§ **Фрагмент текста**:

────────────────────

Огромное число источников изучила Беттина Штангнет. По её свидетельству только в конце девяностых годов в нескольких архивах появились доступные исследователям аргентинские заметки Эйхмана, стенограммы и записи с исправлениями, сделанными рукой Эйхмана, которые вместе с интервью Виллема Сассена в общей сложности насчитывают более 1300 страниц.
Расшифровки магнитофонных лент мемуаров Эйхмана в полном объёме были опубликованы только в 2018 году.[17]
Ниже я буду опираться на документальные свидетельства различных исследователей и собственные свидетельства Эйхмана в попытке растолковать не только то, что он хотел донести, наверное, до будущих читателей как своё завещание, но и то, что его сочинения говорят о нём самом. Здесь меня в меньшей степени интересует фактологическая сторона тех или иных событий. В большей степени представляют интерес те психологические характеристики Эйхмана, которые проступают через лес документов и описанных событий. Разумеется, не следует выпускать из виду тот психологический фон, который окрашивал его воспоминания. Мемуары Эйхмана, по сути, представляют собой разработку линии защиты для суда над ним, неизбежность которого он предполагал, вероятно, с момента, когда выплюнул ампулу с ядом в уборной американского лагеря для военнопленных немцев, и решил продолжать жить. Красной нитью проходит в его изложении идея о подчинённости, связанности бюрократическими путами, из которых не было выхода ему – ответственному и преданному служаке. И надо сказать, если в отношении судей его замысел провалился, весьма похоже, что Ханну Арендт он убедил, а через неё – многих.

────────────────────

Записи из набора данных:
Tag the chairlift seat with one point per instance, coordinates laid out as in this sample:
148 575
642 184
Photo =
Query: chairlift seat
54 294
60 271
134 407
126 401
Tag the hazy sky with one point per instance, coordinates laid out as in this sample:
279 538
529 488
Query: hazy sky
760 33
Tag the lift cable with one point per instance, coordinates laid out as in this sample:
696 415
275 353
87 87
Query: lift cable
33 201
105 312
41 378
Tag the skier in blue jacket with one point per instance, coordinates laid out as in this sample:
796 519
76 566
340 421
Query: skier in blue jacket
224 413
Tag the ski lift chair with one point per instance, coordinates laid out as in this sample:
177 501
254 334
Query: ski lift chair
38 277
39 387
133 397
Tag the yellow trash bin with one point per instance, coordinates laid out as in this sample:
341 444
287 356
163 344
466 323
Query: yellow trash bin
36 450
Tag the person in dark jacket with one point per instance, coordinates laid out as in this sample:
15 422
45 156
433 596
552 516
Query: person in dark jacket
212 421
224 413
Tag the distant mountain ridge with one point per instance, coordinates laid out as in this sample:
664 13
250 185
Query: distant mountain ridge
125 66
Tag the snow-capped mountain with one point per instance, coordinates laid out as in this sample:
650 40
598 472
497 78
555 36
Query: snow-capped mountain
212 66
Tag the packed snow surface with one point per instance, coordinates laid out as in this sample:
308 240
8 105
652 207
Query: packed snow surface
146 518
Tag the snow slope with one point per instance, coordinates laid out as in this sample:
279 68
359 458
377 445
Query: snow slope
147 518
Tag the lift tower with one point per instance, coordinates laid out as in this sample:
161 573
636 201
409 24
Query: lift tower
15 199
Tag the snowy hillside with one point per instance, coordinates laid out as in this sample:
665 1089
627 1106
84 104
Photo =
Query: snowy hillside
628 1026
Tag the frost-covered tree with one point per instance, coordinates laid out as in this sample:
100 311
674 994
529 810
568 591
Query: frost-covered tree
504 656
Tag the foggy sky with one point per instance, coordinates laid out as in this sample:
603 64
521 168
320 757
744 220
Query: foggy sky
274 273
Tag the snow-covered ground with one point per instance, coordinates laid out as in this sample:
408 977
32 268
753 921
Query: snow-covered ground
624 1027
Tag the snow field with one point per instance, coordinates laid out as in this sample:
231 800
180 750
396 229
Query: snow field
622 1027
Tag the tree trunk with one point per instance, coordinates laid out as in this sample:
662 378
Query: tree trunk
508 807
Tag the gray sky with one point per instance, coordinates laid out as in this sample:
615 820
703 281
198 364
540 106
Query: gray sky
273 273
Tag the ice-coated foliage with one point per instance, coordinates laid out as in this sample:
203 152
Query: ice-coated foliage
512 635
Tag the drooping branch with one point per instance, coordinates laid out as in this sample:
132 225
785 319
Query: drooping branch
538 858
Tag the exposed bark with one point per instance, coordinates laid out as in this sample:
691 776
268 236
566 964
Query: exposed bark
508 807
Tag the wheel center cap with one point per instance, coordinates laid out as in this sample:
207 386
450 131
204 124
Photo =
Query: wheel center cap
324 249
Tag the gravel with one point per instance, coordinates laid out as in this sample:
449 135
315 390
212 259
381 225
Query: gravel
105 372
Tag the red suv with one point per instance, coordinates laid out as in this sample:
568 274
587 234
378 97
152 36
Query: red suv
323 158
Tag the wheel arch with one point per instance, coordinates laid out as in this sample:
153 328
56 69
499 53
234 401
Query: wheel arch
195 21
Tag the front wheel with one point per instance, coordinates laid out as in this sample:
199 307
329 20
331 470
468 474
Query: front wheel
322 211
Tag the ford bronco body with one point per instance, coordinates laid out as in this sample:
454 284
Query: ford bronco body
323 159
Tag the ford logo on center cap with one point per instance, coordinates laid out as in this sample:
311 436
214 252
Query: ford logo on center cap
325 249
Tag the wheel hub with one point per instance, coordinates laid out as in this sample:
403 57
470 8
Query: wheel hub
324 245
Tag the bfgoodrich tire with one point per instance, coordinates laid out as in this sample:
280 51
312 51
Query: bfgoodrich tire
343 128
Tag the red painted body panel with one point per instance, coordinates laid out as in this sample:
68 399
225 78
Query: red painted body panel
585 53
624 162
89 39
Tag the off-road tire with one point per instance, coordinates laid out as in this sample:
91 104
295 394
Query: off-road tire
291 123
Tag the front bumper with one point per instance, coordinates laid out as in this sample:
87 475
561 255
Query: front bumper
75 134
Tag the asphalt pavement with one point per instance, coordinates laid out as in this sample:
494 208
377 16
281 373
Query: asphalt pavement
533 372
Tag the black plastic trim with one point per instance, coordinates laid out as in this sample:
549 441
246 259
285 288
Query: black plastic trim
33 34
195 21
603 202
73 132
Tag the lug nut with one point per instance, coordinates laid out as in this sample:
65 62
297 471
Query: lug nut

────────────────────

§ **Список заданий**:
A. Выведите без изменений часть текста об Эйхмане, начиная со слов «Огромное число источников» и заканчивая словами «более 1300 страниц.».
B. Определите, соответствуют ли тексту об Эйхмане следующие утверждения: (i) расшифровки магнитофонных лент мемуаров Эйхмана в полном объёме опубликованы в 2018 году; (ii) автора больше всего интересует фактологическая сторона событий; (iii) аргентинские заметки Эйхмана вместе с интервью Виллема Сассена насчитывают менее 1000 страниц. На каждое утверждение ответьте «да» или «нет» и приведите точную цитату из текста, которая это решает.
C. Продолжите текст об Эйхмане, начав сразу после его последнего предложения.

§ **Ответы по номерам**:
A.
Огромное число источников изучила Беттина Штангнет. По её свидетельству только в конце девяностых годов в нескольких архивах появились доступные исследователям аргентинские заметки Эйхмана, стенограммы и записи с исправлениями, сделанными рукой Эйхмана, которые вместе с интервью Виллема Сассена в общей сложности насчитывают более 1300 страниц.

B.
(i) Да: «Расшифровки магнитофонных лент мемуаров Эйхмана в полном объёме были опубликованы только в 2018 году».
(ii) Нет: «Здесь меня в меньшей степени интересует фактологическая сторона тех или иных событий».
(iii) Нет: «в общей сложности насчитывают более 1300 страниц».

C.
Я взялся за работу над книгой, как мне казалось, с довольно прагматичной целью – исследовать психологию «банального убийцы», чтобы убедиться в ложности концепции банальности зла. Однако узкое исследование неожиданно оказалось невозможным без воссоздания, хотя бы в общих чертах, фона, на котором действовал Адольф Эйхман. И здесь меня подстерегала ещё одна неожиданность – обилие литературных источников, и не только более чем полувековой давности, но и совершенно свежих. Безусловно, это – показатель актуальности темы Холокоста, которая всё меньше живёт в душах спасшихся, поскольку, к сожалению, они неотвратимо уходят из этой жизни, и находит всё больше исследователей, поскольку тема Добра и Зла не может потерять свою актуальность.
Конечно, соблазнительно было бы описать подробно подобные приключенческому роману со злодеем в качестве главного героя жизнь и бытие Адольфа Эйхмана. Однако для меня его биография представляла лишь фон, на который проецировалась его личность. Превратности его Судьбы прежде всего интересны тем, что они демонстрировали те или иные яркие изменения в поведении, высвечивали те или иные особенности личности. Из мозаики событий, которые наложили отпечаток на Судьбу Эйхмана, можно будет попытать сложить портрет того, кого называют массовым убийцей, архитектором Холокоста. В этом состоит не только научный, но чисто обывательский, как бы сказала Ханна Арендт – банальный интерес: понять, кем был Эйхман, что им двигало. Возможно, что нам удастся продвинуться в понимании природы злодейства, которое преследует человечество со времён Каина.